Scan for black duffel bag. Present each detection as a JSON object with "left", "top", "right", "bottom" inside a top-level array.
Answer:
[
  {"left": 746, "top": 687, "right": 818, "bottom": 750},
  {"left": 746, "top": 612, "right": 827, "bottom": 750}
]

----------------------------------------

Copy each of the records above word for word, every line as it stands.

Scan for black duffel bag. Present each detection as a JSON object with "left", "top", "right", "bottom" inside a top-level array.
Answer:
[
  {"left": 746, "top": 687, "right": 818, "bottom": 750},
  {"left": 746, "top": 612, "right": 827, "bottom": 750}
]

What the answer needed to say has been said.